## Instructions for the task
In the part of the entries that opens with the line containing "Would you be so kind as to mark the dolphin's head" and runs through the end of the entries, switch every "dolphin's" to "seal's". Return only that part, with everything else unchanged.

— start of Record list —

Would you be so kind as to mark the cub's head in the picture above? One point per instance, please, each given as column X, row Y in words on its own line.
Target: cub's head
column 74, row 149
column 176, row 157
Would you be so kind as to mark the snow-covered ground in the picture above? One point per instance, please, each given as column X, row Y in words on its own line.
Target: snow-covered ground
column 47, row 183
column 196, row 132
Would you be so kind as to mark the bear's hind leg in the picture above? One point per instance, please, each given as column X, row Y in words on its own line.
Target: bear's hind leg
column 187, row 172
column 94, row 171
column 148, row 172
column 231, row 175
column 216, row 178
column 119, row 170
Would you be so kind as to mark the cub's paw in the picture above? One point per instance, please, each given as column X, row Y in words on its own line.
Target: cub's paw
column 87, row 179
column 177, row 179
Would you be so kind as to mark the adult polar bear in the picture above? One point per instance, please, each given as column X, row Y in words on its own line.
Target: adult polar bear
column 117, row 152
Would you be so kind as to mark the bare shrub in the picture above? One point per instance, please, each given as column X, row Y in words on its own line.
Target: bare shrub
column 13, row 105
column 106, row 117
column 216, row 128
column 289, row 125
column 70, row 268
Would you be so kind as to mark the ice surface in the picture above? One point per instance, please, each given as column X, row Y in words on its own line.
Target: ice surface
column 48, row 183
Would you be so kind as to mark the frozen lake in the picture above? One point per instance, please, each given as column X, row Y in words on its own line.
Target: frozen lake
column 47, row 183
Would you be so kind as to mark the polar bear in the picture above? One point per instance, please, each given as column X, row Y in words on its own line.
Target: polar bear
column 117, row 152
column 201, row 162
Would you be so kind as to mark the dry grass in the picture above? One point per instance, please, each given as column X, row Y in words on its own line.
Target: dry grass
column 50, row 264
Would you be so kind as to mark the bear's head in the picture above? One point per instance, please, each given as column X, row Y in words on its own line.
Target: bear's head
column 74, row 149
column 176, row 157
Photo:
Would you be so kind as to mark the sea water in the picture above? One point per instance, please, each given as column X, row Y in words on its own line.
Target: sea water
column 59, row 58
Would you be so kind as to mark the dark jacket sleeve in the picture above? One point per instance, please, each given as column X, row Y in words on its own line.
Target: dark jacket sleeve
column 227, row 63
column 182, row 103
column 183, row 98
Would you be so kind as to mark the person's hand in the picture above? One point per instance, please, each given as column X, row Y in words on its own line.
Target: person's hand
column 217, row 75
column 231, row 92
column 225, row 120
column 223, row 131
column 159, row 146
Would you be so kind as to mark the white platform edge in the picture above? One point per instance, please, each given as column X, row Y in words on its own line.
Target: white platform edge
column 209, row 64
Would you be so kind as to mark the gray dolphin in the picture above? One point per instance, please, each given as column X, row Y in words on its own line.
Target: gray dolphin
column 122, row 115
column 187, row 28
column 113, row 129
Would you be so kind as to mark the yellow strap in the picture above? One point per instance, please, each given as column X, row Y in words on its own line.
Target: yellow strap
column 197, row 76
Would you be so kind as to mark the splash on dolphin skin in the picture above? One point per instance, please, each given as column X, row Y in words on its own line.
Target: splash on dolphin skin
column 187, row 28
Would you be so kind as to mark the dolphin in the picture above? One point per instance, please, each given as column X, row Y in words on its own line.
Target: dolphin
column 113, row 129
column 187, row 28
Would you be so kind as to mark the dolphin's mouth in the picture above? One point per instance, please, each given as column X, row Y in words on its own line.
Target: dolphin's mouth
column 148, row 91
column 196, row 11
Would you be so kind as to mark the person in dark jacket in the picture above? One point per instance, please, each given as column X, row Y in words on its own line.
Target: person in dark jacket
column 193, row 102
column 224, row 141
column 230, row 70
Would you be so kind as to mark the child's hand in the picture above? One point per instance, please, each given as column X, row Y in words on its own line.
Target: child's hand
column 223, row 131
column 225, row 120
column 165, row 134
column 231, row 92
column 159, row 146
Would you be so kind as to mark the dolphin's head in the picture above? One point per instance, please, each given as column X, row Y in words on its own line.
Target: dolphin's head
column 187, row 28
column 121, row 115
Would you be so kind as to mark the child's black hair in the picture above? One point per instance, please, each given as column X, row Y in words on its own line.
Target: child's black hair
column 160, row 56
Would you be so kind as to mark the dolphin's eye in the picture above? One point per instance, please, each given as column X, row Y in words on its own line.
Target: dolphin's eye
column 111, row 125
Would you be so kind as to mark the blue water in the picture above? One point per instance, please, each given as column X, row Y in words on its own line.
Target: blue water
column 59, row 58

— end of Record list —

## Answer to the problem
Would you be so kind as to mark the seal's head in the picture above? One point per instance, please, each given as column X, row Y in words on its own line.
Target: seal's head
column 187, row 28
column 121, row 115
Would you be so kind as to mark the child's black hair in the picture above? One point per instance, please, each given as column X, row Y in words on its own line.
Target: child's black hair
column 160, row 56
Would you be so kind as to mark the seal's eye in the picture above? One point per instance, please, each given as column X, row Y in words on its own line.
Target: seal's eye
column 111, row 125
Would you be so kind as to mark the blue water in the picture above? One point per instance, please, each given as column X, row Y in words on its own line.
Target: blue water
column 59, row 58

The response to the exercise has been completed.